Task instructions -
A - Using the passage on becoming a trauma nurse, answer each question below on its own line, marked to match.
(i) What three things does a person usually need to do to become a trauma nurse?
(ii) What subjects does a student learn about during nursing school?
(iii) What kind of exam can a degree holder take to earn registered nurse certification?
B - Pick up the passage on becoming a trauma nurse right after its final sentence and carry it forward in the same style.

━━━ Excerpt provided ━━━

Trauma nurses help physicians provide urgent care for patients with severe injuries and potentially life-threatening illnesses. Professionals aid in diagnostic testing, clean open wounds, administer medications, and assist with emergency surgical procedures. A person who wants to become a trauma nurse usually needs to obtain a college degree, pass a regional or national licensing examination, and gain practical experience in the field. Many hospitals require prospective trauma nurses to participate in continuing education programs and pass specialized certification tests before they can work independently in emergency rooms or intensive care units.
The first step to become a trauma nurse in most countries is earning an associate's or bachelor's degree from an accredited institution. Most hopeful trauma nurses enroll in four-year bachelor's degree programs in order to learn more about the profession and improve their chances of finding work immediately after finishing school. During nursing school, a student learns about medical terminology, human anatomy, and basic health-care practices. Most programs allow students to participate in internships at local hospitals to gain important firsthand experience under the guidance of established nurses.
After earning a degree, a person who wants to become a trauma nurse can take a written exam to earn registered nurse certification. He or she can apply for staff nurse positions at emergency rooms and critical care centers to gain experience working with trauma patients. Working in an emergency room can be very stressful, and a new nurse can usually decide quickly whether he or she really wants to become a trauma nurse. Some nurses determine they are more suited for less hectic nursing settings, but a nurse who can handle the stress can choose to stay and pursue advanced credentials.

━━━ Extracted material ━━━

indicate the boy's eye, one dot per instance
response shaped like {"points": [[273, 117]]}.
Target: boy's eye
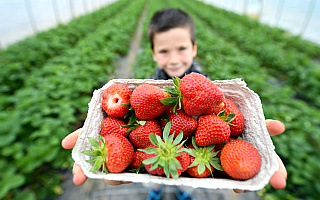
{"points": [[163, 51]]}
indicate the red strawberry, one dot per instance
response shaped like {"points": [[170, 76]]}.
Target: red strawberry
{"points": [[240, 159], [166, 156], [138, 157], [200, 95], [140, 135], [113, 125], [237, 123], [180, 121], [197, 93], [115, 153], [211, 130], [145, 100], [203, 160], [113, 99]]}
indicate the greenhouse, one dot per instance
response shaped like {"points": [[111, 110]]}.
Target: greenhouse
{"points": [[56, 54]]}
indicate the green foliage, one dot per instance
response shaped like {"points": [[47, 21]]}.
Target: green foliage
{"points": [[46, 82], [280, 67], [47, 94]]}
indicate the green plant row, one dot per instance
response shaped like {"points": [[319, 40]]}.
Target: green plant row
{"points": [[144, 67], [21, 58], [221, 58], [50, 105], [287, 40], [290, 66]]}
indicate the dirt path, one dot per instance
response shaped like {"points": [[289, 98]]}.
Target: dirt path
{"points": [[98, 190]]}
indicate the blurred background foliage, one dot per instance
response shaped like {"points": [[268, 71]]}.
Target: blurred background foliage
{"points": [[47, 80]]}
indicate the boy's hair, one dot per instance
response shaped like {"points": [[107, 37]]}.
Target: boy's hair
{"points": [[169, 18]]}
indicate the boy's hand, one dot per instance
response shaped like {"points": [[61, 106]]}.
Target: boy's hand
{"points": [[278, 180], [79, 178]]}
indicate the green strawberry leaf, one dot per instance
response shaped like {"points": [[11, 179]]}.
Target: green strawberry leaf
{"points": [[94, 143], [149, 150], [209, 167], [97, 164], [153, 139], [166, 131], [171, 90], [201, 168], [126, 104], [142, 123], [92, 160], [150, 160], [170, 101], [88, 153], [216, 166], [173, 171]]}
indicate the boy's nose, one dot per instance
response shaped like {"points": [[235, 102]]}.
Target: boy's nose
{"points": [[174, 58]]}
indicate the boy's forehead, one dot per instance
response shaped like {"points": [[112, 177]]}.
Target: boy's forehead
{"points": [[177, 31]]}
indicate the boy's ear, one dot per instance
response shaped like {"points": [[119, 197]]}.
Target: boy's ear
{"points": [[194, 49]]}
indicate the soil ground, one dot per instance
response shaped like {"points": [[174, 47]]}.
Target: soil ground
{"points": [[98, 190]]}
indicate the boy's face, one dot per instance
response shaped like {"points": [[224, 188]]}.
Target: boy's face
{"points": [[173, 51]]}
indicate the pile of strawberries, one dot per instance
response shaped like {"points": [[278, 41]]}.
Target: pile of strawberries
{"points": [[190, 128]]}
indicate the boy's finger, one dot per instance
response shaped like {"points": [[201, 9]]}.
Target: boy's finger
{"points": [[279, 178], [275, 127], [114, 182], [79, 178], [69, 141]]}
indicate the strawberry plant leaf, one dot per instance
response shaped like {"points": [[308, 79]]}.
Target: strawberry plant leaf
{"points": [[221, 113], [208, 166], [153, 139], [170, 101], [201, 168], [92, 160], [149, 150], [194, 163], [126, 104], [216, 166], [210, 147], [166, 131], [88, 153], [150, 160], [97, 164], [142, 123], [173, 171], [177, 163], [194, 143], [171, 90]]}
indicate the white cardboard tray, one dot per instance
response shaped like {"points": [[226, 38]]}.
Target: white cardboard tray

━━━

Answers by task -
A -
(i) Obtain a college degree, pass a regional or national licensing examination, and gain practical experience in the field.
(ii) Medical terminology, human anatomy, and basic health-care practices.
(iii) A written exam.

B -
Since the requirements to become a trauma nurse vary by region, an experienced registered nurse should explore the specific qualifications needed in his or her area. A professional usually needs to take continuing education classes at a college or hospital training center to gain a detailed understanding of trauma nursing. After completing the required courses, an individual can take a certification test administered by an accredited national organization to earn specific trauma or emergency room nurse credentials.
With the appropriate certification, a nurse typically enjoys many opportunities for employment. Many professionals decide to take additional part-time courses or enroll in graduate school programs to further improve their credentials and create new possibilities for advancement. Experienced nurses often assume supervisory roles in emergency care settings, overseeing the work of other trauma nurses, setting schedules, and performing important policy-making duties.